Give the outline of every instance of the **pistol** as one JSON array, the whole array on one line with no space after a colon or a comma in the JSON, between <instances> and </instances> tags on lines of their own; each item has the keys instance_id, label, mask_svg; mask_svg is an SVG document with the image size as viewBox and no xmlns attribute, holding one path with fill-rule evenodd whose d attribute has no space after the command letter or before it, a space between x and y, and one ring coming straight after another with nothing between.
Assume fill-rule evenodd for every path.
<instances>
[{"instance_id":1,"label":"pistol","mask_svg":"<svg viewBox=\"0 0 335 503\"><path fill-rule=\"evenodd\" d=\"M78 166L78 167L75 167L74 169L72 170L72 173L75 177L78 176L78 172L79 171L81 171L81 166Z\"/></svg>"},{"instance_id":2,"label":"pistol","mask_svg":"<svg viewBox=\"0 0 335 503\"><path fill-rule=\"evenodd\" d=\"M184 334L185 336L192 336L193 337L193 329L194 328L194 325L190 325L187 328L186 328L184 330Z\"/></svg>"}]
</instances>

· · · · · · ·

AIM: Format every line of the material above as a Markdown table with the columns Row and Line, numbering the rows in order and omitting any blank lines.

FULL OUTPUT:
| Row | Line |
|---|---|
| 1 | Give the outline of every instance of the **pistol** as one JSON array, the whole array on one line with no space after a colon or a comma in the JSON, between <instances> and </instances> tags on lines of their own; each item has the keys instance_id, label, mask_svg; mask_svg is an SVG document with the image size as viewBox and no xmlns attribute, holding one path with fill-rule evenodd whose d attribute has no space after the command letter or before it, a space between x and y, and one ring coming straight after another with nothing between. |
| 2 | Assume fill-rule evenodd for every path. |
| 3 | <instances> |
| 4 | [{"instance_id":1,"label":"pistol","mask_svg":"<svg viewBox=\"0 0 335 503\"><path fill-rule=\"evenodd\" d=\"M78 166L78 167L75 167L74 169L72 170L72 173L75 177L78 176L78 172L79 171L81 171L81 166Z\"/></svg>"},{"instance_id":2,"label":"pistol","mask_svg":"<svg viewBox=\"0 0 335 503\"><path fill-rule=\"evenodd\" d=\"M184 334L185 336L192 336L193 337L193 329L194 328L194 325L190 325L187 328L186 328L184 330Z\"/></svg>"}] |
| 5 | </instances> |